Exercise task – Pick out every line in the listing below that contains the word "ground", and copy each of those lines in full.

Dataset content –
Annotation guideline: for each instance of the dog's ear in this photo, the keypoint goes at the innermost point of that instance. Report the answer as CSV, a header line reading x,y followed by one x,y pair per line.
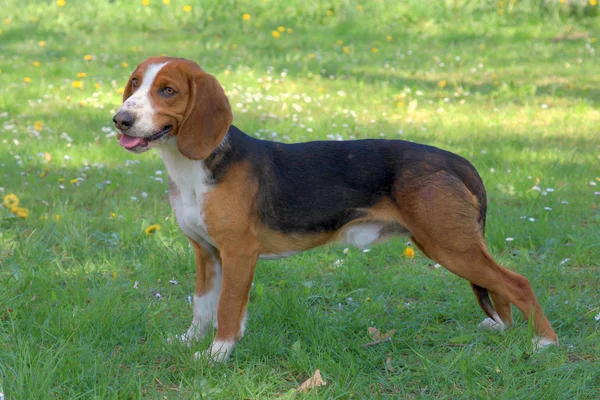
x,y
207,117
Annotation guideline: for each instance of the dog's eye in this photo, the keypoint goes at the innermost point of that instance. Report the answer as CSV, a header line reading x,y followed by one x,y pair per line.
x,y
168,91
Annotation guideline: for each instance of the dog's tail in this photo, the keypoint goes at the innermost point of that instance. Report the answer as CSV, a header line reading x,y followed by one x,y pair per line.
x,y
483,298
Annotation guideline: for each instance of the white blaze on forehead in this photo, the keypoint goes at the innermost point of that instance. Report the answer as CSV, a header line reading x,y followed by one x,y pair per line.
x,y
140,105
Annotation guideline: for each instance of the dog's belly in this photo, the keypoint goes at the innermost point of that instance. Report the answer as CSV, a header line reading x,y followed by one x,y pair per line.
x,y
364,234
358,234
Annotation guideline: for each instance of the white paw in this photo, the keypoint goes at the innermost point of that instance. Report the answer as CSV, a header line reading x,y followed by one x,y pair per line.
x,y
540,343
218,352
492,325
193,334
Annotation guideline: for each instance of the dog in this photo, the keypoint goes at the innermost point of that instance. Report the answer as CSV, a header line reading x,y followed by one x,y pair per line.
x,y
239,199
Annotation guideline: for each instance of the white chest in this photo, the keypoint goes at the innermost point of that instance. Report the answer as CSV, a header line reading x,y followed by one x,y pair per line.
x,y
191,179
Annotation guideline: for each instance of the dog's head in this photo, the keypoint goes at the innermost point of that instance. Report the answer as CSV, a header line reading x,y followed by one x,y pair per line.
x,y
168,97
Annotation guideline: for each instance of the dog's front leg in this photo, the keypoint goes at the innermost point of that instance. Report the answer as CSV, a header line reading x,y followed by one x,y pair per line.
x,y
238,265
206,295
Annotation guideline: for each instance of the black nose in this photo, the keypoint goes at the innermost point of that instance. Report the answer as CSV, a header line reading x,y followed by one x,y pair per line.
x,y
123,120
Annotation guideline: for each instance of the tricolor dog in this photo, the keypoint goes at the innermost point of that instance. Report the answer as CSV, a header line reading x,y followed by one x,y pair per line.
x,y
239,199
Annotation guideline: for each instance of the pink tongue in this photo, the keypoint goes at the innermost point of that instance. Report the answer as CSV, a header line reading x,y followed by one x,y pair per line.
x,y
130,142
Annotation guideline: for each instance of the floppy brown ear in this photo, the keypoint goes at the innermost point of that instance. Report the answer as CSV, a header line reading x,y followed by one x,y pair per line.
x,y
207,118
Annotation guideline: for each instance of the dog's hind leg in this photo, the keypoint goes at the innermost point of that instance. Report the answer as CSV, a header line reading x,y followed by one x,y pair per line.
x,y
443,216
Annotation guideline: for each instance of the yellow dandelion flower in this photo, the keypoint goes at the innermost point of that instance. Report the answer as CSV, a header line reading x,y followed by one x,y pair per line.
x,y
151,229
11,200
21,212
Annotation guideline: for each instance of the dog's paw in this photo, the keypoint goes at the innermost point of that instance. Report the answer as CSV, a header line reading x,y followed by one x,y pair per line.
x,y
540,343
219,352
492,325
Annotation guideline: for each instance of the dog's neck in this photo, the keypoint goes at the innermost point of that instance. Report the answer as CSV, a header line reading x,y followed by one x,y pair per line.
x,y
214,166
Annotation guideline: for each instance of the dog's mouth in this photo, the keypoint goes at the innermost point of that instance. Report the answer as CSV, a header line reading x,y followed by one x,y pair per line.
x,y
132,142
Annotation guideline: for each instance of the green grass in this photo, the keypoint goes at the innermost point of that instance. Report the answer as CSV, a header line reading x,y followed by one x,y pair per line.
x,y
478,78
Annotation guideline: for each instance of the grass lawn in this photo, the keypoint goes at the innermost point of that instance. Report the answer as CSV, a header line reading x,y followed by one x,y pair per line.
x,y
88,299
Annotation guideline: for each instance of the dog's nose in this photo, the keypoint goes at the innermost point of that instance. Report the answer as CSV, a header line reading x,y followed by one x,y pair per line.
x,y
124,120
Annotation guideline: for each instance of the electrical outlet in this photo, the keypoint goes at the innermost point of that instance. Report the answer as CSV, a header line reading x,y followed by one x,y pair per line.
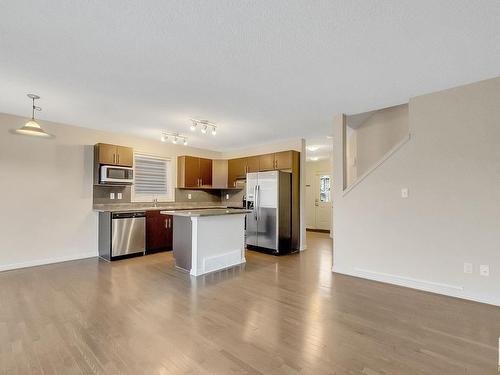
x,y
484,270
468,268
405,193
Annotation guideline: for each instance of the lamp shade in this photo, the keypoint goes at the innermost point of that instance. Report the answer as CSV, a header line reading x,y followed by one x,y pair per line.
x,y
32,128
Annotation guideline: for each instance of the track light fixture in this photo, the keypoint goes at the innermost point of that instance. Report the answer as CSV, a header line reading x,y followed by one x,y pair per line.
x,y
204,125
175,137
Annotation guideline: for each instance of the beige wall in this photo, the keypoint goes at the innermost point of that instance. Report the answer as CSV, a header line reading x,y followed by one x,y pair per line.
x,y
313,168
374,138
46,189
291,144
451,166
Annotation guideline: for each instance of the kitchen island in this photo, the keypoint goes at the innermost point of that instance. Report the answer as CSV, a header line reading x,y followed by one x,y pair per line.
x,y
208,240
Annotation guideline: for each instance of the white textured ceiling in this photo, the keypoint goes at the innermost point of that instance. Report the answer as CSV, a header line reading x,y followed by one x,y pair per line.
x,y
263,70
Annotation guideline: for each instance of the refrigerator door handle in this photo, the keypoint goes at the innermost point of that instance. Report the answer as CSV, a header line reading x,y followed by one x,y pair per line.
x,y
255,202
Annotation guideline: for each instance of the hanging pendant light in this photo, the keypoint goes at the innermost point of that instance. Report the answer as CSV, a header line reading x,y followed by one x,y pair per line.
x,y
32,127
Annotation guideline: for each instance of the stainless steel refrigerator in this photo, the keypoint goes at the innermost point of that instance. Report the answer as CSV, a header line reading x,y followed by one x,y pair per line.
x,y
268,226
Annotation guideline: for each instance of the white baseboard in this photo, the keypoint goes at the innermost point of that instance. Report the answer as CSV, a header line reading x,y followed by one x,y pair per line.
x,y
41,262
456,291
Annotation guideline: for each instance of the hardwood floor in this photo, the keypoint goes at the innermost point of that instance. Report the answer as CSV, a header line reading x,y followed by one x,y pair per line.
x,y
275,315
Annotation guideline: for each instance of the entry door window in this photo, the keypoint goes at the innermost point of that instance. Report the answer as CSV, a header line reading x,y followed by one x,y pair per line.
x,y
324,189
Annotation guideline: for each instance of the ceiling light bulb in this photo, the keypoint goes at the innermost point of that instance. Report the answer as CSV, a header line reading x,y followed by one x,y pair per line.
x,y
32,127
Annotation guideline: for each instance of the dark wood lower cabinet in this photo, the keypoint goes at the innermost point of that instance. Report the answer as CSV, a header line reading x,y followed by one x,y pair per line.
x,y
159,232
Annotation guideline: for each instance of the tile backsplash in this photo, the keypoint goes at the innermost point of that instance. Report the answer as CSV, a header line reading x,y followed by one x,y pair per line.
x,y
102,194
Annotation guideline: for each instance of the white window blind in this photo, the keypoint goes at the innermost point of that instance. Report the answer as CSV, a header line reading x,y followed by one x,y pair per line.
x,y
151,178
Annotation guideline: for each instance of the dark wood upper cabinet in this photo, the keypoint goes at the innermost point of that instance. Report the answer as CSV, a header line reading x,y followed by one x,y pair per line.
x,y
159,231
205,172
125,156
194,172
266,162
191,171
283,160
115,155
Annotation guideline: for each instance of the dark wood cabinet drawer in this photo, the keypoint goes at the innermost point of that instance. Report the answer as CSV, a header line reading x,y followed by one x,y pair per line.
x,y
159,232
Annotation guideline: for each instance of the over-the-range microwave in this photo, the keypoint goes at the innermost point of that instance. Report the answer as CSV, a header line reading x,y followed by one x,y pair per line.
x,y
114,175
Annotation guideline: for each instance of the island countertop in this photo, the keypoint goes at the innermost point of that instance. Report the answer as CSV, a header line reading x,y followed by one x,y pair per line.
x,y
207,212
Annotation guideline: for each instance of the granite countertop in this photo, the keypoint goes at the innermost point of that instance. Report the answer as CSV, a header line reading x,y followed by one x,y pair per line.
x,y
207,212
128,207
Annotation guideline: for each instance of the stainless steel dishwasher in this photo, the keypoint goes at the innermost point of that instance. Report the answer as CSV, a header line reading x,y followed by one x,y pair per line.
x,y
128,233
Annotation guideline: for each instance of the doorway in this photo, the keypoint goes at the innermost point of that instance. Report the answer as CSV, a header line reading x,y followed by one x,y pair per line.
x,y
318,196
322,202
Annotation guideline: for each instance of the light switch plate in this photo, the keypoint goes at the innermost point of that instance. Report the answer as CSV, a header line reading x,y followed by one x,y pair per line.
x,y
484,270
405,193
468,268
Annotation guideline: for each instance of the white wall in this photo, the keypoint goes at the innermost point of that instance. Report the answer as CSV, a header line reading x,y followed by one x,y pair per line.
x,y
46,189
451,166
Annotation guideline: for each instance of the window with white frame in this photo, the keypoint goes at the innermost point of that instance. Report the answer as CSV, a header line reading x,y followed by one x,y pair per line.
x,y
152,178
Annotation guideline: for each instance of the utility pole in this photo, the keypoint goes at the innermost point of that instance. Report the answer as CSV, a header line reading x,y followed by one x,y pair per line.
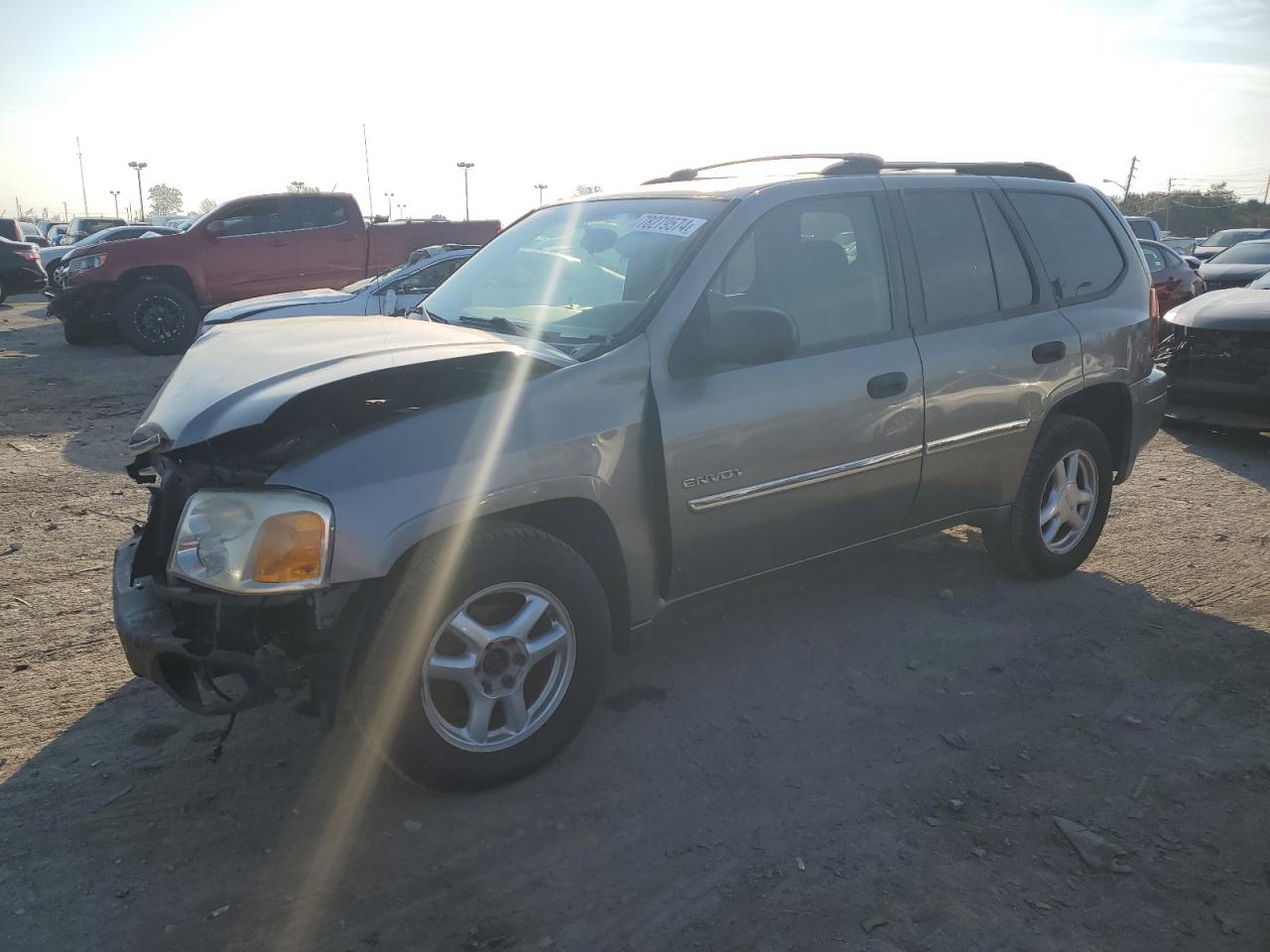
x,y
141,200
465,167
82,186
1128,182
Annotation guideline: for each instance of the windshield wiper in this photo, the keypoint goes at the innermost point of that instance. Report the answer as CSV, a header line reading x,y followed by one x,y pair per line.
x,y
499,325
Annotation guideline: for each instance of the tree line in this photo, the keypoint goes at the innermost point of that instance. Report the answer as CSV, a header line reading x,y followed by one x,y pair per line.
x,y
1196,213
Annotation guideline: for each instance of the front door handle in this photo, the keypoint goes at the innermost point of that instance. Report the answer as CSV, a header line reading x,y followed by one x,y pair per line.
x,y
1049,352
885,385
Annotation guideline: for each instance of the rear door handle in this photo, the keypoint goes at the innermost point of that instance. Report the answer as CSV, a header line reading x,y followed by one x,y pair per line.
x,y
1049,352
885,385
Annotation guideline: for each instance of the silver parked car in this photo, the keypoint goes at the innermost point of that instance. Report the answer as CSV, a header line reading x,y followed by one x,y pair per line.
x,y
395,293
619,403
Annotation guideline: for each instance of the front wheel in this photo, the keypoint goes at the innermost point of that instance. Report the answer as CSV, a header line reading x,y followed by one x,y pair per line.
x,y
476,680
1062,503
157,318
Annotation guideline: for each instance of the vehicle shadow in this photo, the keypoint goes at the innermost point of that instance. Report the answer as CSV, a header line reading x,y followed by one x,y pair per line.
x,y
780,763
93,394
1230,449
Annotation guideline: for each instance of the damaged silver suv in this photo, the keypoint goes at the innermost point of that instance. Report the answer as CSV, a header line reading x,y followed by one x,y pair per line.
x,y
619,403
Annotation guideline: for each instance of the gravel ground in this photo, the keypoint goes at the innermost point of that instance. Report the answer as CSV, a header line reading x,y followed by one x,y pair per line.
x,y
862,754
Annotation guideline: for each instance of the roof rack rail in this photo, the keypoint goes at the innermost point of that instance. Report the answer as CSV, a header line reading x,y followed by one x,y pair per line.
x,y
866,164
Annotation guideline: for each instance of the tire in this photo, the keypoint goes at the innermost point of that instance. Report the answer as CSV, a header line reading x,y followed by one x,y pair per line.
x,y
157,318
77,333
423,726
1017,543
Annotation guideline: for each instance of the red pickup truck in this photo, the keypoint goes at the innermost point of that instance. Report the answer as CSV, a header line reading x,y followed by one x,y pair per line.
x,y
155,290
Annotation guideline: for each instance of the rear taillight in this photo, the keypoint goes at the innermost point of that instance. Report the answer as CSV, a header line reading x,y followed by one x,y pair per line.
x,y
1155,321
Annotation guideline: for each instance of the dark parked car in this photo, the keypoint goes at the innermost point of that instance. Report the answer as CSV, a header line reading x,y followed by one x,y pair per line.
x,y
1171,277
53,257
21,271
85,225
1216,243
1237,267
32,234
1216,354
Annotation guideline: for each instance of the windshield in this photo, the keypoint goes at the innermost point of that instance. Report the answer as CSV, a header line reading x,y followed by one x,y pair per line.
x,y
1245,253
575,273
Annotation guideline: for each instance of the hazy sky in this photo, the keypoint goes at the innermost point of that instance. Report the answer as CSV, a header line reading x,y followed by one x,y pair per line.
x,y
225,98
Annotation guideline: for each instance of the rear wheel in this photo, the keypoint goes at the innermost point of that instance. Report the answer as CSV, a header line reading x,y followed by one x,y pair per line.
x,y
157,317
1062,503
493,676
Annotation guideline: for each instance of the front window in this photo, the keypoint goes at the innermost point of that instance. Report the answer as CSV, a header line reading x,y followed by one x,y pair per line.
x,y
1245,253
578,273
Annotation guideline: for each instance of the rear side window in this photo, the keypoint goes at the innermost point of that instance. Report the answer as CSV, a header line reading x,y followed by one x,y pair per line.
x,y
320,212
1075,243
952,254
1155,261
1015,284
1142,229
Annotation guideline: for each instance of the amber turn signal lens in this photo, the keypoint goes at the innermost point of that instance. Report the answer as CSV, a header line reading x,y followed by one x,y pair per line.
x,y
290,547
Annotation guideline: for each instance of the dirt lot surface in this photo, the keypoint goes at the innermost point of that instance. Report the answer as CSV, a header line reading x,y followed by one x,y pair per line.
x,y
864,754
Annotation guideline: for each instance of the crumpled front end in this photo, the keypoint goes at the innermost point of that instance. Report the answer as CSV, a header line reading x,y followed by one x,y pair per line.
x,y
1218,376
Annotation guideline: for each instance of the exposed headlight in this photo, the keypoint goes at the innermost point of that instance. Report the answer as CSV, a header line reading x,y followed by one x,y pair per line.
x,y
253,540
77,266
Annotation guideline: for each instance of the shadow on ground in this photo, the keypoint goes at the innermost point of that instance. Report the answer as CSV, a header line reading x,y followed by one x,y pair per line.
x,y
835,757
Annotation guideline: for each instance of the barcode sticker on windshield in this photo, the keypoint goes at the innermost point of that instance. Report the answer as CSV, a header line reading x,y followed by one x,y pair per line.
x,y
668,223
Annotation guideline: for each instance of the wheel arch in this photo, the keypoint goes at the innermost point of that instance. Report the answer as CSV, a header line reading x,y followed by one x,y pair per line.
x,y
168,273
1109,408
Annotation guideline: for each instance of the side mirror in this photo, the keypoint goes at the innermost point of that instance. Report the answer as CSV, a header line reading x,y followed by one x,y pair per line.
x,y
733,336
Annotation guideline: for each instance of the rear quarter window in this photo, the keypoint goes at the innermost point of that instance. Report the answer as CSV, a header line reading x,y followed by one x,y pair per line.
x,y
1078,248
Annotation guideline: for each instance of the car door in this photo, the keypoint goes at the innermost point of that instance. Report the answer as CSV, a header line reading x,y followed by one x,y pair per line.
x,y
767,465
249,252
400,295
996,352
327,245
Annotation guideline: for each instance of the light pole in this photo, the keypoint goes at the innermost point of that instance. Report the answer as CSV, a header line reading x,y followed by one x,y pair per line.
x,y
141,199
465,167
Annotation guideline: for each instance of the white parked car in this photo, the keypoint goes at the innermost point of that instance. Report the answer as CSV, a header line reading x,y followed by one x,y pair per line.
x,y
390,294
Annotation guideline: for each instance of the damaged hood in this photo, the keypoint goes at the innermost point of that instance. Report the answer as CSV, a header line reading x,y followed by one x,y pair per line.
x,y
254,304
239,375
1236,309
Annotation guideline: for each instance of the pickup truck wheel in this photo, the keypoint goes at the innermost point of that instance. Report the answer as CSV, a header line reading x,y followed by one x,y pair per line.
x,y
493,678
157,318
1062,503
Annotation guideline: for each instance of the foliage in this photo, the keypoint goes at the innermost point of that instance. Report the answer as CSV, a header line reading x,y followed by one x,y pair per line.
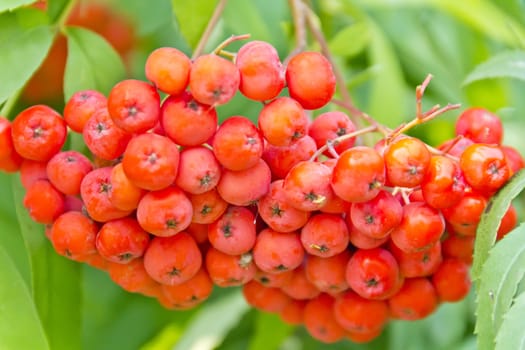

The reply –
Annotation guideline: for each instance of the gravel ground in this photo, the keypoint goes at the innermost point of that instance. Report the answer as CSV, a header line reading x,y followed by one x,y pair per line.
Annotation guideline: for each instance of the shadow on ground in this photo, the keypoint goes at the innermost point of that instance. Report the answer as CSV, a header line reading x,y followed by one x,y pair per line.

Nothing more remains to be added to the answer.